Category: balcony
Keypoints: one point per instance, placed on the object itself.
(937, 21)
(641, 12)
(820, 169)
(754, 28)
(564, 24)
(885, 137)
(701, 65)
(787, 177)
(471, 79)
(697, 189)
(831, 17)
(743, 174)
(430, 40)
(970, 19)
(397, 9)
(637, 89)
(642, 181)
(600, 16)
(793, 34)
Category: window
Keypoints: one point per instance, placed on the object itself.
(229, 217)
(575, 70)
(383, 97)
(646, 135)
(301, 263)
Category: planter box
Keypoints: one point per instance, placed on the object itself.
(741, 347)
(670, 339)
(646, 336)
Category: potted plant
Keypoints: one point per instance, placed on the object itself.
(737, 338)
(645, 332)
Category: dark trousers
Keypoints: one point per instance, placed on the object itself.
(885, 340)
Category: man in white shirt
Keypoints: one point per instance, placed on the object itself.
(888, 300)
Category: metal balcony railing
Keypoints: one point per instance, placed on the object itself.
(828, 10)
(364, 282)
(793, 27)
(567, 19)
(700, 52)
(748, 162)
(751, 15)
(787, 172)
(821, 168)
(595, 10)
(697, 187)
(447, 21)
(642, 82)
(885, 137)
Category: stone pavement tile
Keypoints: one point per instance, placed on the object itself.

· · · ·

_EXERCISE PROMPT_.
Please reproduce every item above, line for line and without any changes.

_SOLUTION TO THIS TASK_.
Category: balcony
Keypoints: one point per instance, placed on the object itself.
(937, 21)
(641, 12)
(820, 169)
(754, 28)
(564, 24)
(885, 137)
(701, 65)
(787, 177)
(471, 79)
(697, 189)
(831, 17)
(743, 174)
(430, 40)
(970, 19)
(397, 9)
(637, 89)
(642, 181)
(600, 16)
(793, 34)
Category: window
Keypoints: one point per instance, placed on the object itself.
(229, 217)
(575, 70)
(383, 97)
(646, 135)
(301, 263)
Category: planter box
Keypoints: one point per instance, placed on the object itself.
(741, 347)
(670, 339)
(646, 336)
Category: potted plant
Keypoints: one point per instance, placed on the object itself.
(737, 338)
(645, 332)
Category: dark trousers
Keypoints: one point per instance, placed on the object itself.
(885, 340)
Category: man in white shirt
Keypoints: one point per instance, placed on the object itself.
(888, 300)
Category: metal balcony railing
Keypoints: one point per instance, placed on the object itself.
(828, 10)
(364, 282)
(793, 27)
(567, 19)
(700, 52)
(748, 162)
(751, 15)
(787, 172)
(821, 168)
(595, 10)
(697, 187)
(447, 21)
(642, 82)
(885, 137)
Category: stone pavement tile
Keypoints: one point per instance, placed on the object itself.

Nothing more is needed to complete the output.